§ Supplied data:
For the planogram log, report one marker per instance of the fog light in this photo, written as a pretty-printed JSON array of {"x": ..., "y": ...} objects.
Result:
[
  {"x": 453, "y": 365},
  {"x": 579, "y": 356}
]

--

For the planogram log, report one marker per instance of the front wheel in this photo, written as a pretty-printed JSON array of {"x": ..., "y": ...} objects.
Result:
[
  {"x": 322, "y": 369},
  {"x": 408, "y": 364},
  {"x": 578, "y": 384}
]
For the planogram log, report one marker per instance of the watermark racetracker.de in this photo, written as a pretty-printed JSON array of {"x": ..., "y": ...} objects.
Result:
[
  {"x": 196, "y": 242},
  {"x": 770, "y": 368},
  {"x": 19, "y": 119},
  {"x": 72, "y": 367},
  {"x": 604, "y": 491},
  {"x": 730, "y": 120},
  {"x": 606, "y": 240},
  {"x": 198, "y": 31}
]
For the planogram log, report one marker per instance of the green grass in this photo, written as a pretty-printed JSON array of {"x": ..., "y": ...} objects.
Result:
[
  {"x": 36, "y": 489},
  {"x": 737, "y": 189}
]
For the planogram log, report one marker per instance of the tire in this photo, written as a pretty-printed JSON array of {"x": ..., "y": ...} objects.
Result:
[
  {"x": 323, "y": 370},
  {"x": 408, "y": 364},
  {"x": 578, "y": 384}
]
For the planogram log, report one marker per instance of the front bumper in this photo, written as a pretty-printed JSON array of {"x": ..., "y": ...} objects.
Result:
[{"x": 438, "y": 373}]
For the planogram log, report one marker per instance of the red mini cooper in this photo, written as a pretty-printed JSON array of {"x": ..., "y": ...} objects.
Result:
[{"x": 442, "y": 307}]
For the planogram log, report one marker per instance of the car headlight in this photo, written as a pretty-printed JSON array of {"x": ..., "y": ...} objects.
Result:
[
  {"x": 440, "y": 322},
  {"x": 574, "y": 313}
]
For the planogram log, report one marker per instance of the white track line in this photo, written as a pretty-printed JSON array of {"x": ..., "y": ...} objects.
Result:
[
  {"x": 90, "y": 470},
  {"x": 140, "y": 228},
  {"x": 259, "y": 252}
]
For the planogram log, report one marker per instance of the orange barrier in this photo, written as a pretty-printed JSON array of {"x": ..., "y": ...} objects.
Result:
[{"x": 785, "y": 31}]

--

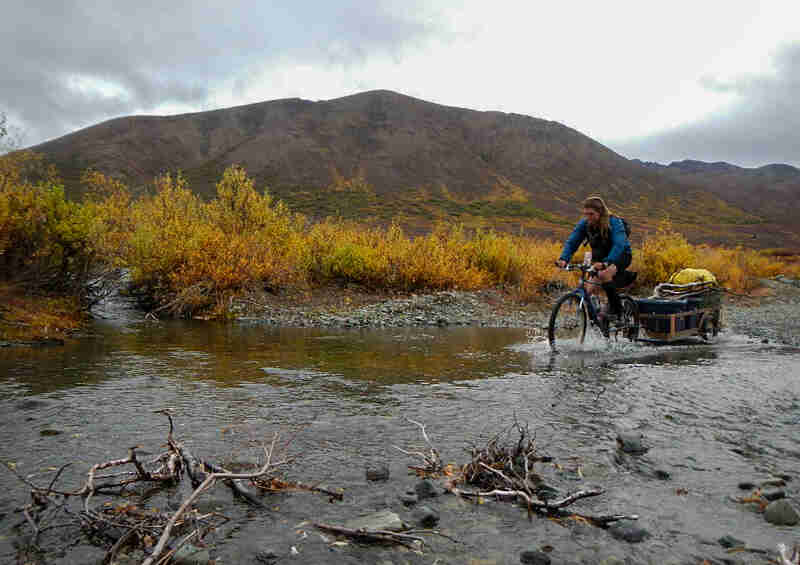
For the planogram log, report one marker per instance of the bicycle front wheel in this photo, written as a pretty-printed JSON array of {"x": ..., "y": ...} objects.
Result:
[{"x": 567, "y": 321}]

§ Task instructions: Look through the material above and print exactly the lines from the one containing "of the green" to the one containing "the front bumper", both included, and nothing more.

§ Exercise output:
For the planogram log, report one marker per instance of the green grass in this photo, written as a pretty-printed JSON array of {"x": ..., "y": ...} objects.
Result:
[
  {"x": 36, "y": 489},
  {"x": 737, "y": 189}
]
For the planogram log, report one marker per instance of the tire in this photo, written as a pretty-printed JSON array of {"x": ..., "y": ...} objects.
Result:
[
  {"x": 323, "y": 370},
  {"x": 408, "y": 364},
  {"x": 578, "y": 384}
]
For the planogram log, report one marker per instance of the front bumper in this photo, written as a pretty-printed JSON array of {"x": ..., "y": ...} objects.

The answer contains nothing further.